[Start]
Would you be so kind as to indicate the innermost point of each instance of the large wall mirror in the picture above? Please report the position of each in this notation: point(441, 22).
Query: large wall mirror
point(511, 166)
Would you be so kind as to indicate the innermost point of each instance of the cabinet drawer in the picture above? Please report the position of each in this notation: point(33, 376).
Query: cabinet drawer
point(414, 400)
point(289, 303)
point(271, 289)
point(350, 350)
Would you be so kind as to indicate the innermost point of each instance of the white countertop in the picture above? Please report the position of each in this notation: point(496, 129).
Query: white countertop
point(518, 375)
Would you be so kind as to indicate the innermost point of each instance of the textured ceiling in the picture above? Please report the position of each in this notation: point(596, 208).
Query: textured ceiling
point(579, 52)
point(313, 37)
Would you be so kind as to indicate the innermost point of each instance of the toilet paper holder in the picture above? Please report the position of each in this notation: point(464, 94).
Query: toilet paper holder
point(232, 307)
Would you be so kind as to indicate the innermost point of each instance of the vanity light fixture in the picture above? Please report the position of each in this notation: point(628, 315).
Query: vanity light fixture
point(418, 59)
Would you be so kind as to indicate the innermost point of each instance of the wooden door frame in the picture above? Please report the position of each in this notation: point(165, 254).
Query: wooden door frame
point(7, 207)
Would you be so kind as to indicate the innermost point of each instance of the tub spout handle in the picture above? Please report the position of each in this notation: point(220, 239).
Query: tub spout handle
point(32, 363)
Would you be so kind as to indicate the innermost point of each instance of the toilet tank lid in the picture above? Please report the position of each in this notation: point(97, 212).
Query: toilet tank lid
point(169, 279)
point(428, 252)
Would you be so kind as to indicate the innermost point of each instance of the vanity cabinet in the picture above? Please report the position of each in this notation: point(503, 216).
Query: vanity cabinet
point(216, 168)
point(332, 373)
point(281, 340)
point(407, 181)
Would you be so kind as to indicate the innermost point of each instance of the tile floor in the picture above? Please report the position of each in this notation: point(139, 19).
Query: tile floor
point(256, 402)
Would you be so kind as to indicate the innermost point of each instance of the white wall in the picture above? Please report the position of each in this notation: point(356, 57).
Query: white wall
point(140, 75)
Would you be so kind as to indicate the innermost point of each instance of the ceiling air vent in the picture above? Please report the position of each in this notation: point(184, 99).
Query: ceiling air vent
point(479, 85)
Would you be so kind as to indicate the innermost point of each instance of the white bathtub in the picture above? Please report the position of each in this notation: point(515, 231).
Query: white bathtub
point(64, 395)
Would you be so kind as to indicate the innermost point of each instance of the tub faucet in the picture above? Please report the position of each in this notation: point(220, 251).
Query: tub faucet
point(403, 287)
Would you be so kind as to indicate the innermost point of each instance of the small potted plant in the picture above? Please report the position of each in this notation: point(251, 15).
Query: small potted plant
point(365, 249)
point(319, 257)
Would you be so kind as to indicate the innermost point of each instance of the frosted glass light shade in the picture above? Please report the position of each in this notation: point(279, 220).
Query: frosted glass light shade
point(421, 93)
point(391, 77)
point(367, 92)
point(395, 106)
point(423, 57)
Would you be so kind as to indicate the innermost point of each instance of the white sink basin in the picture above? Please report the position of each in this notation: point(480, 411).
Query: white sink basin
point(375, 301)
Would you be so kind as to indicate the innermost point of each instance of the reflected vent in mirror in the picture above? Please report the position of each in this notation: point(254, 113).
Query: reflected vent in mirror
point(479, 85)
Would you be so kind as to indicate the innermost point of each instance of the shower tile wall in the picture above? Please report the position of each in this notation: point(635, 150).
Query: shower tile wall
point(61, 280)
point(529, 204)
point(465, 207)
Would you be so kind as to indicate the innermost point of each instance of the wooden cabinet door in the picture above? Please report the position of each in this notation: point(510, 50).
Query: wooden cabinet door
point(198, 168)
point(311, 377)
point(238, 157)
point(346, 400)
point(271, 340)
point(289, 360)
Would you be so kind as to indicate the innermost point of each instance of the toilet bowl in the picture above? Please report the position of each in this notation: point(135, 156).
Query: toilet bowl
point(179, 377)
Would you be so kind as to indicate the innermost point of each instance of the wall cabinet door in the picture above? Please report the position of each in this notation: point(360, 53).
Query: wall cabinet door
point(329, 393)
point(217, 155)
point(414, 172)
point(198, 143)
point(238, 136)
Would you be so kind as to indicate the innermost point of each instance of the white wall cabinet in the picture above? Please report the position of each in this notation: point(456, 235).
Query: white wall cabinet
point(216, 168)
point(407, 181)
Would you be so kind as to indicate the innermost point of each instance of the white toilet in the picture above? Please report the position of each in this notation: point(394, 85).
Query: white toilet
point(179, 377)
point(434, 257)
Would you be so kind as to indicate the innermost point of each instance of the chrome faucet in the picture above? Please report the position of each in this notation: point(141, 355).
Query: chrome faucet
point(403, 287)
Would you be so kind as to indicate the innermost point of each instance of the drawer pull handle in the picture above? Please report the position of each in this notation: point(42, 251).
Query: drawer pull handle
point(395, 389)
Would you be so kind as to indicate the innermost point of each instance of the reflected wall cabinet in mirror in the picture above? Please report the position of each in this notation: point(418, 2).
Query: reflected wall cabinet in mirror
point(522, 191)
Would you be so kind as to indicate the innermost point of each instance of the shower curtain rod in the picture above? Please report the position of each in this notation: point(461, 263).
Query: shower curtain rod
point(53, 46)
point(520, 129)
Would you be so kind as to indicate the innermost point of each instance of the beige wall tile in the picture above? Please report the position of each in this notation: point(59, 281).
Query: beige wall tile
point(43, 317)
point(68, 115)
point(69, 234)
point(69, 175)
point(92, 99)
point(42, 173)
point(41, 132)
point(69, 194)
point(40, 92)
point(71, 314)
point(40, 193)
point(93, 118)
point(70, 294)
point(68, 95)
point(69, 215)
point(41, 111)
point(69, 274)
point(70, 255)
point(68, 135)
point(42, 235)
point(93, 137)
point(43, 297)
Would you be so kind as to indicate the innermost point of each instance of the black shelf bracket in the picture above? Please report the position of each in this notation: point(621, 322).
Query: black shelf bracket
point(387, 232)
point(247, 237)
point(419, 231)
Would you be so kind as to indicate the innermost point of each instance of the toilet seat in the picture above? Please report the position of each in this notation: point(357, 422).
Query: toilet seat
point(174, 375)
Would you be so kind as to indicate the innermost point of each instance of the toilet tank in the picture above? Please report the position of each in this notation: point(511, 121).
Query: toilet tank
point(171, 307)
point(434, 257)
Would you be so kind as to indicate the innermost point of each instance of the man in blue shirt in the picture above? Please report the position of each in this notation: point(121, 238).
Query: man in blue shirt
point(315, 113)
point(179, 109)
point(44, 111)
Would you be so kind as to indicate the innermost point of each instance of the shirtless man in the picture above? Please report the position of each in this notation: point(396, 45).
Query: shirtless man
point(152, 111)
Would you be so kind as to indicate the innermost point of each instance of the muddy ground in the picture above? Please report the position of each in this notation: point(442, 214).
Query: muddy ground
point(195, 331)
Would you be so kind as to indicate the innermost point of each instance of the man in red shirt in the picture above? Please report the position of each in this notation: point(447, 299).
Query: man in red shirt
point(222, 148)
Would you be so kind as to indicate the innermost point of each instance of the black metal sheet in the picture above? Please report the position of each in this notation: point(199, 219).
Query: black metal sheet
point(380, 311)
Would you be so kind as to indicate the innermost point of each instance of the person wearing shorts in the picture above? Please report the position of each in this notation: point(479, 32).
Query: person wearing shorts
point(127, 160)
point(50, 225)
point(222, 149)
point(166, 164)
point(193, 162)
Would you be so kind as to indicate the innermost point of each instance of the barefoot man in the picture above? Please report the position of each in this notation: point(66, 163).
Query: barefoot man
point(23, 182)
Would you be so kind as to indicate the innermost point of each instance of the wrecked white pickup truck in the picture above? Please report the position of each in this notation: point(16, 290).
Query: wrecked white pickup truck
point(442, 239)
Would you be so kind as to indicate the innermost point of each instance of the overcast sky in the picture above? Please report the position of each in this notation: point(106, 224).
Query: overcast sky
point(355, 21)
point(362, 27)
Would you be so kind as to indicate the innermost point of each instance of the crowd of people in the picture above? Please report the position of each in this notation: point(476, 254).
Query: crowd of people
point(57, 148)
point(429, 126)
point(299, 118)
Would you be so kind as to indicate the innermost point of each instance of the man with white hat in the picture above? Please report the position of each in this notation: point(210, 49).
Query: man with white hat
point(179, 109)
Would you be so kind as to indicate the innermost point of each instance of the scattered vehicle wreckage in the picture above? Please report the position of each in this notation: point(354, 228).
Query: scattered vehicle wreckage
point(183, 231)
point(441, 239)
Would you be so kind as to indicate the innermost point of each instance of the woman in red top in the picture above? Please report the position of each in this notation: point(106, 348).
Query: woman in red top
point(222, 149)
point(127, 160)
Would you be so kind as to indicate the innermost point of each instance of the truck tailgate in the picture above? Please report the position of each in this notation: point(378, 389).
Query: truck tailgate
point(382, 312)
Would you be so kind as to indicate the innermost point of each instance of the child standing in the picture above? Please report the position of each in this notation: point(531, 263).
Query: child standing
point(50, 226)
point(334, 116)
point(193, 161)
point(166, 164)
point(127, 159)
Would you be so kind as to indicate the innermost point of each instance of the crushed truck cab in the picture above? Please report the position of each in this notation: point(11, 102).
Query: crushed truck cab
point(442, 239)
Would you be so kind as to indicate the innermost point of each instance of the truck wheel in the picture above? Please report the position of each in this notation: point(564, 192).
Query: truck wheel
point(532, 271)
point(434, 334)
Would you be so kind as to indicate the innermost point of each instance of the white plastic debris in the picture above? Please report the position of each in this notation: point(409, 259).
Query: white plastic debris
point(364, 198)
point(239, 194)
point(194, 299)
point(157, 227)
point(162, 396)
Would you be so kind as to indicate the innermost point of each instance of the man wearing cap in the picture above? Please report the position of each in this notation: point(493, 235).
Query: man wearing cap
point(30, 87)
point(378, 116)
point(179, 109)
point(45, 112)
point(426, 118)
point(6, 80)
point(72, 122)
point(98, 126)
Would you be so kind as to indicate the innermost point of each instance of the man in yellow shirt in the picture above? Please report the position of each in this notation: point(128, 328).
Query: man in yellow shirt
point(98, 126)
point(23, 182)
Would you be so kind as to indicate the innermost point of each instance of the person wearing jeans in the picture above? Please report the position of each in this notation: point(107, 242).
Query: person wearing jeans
[End]
Challenge -
Convert the records, from the line containing "notation: point(394, 85)." up to and including the line containing "point(395, 389)", into a Markdown table with the columns Row and Text, giving each line its row number and omitting blank lines. Include only those lines.

Exercise output -
| Row | Text |
|---|---|
| 1 | Would you be so kind as to indicate the innermost point of each instance of the white toilet in the picture above? Please report the position of each in this notation: point(394, 85). |
| 2 | Query: white toilet |
| 3 | point(179, 377) |
| 4 | point(434, 257) |
| 5 | Would you be so kind as to indicate the innermost point of each instance of the chrome faucet in the picture above? Please report the position of each in this notation: point(141, 355). |
| 6 | Query: chrome faucet |
| 7 | point(403, 287) |
| 8 | Would you be so kind as to indicate the innermost point of each instance of the drawer pull handle in the picture above? Please report the position of each in this notation: point(42, 251). |
| 9 | Query: drawer pull handle |
| 10 | point(395, 389) |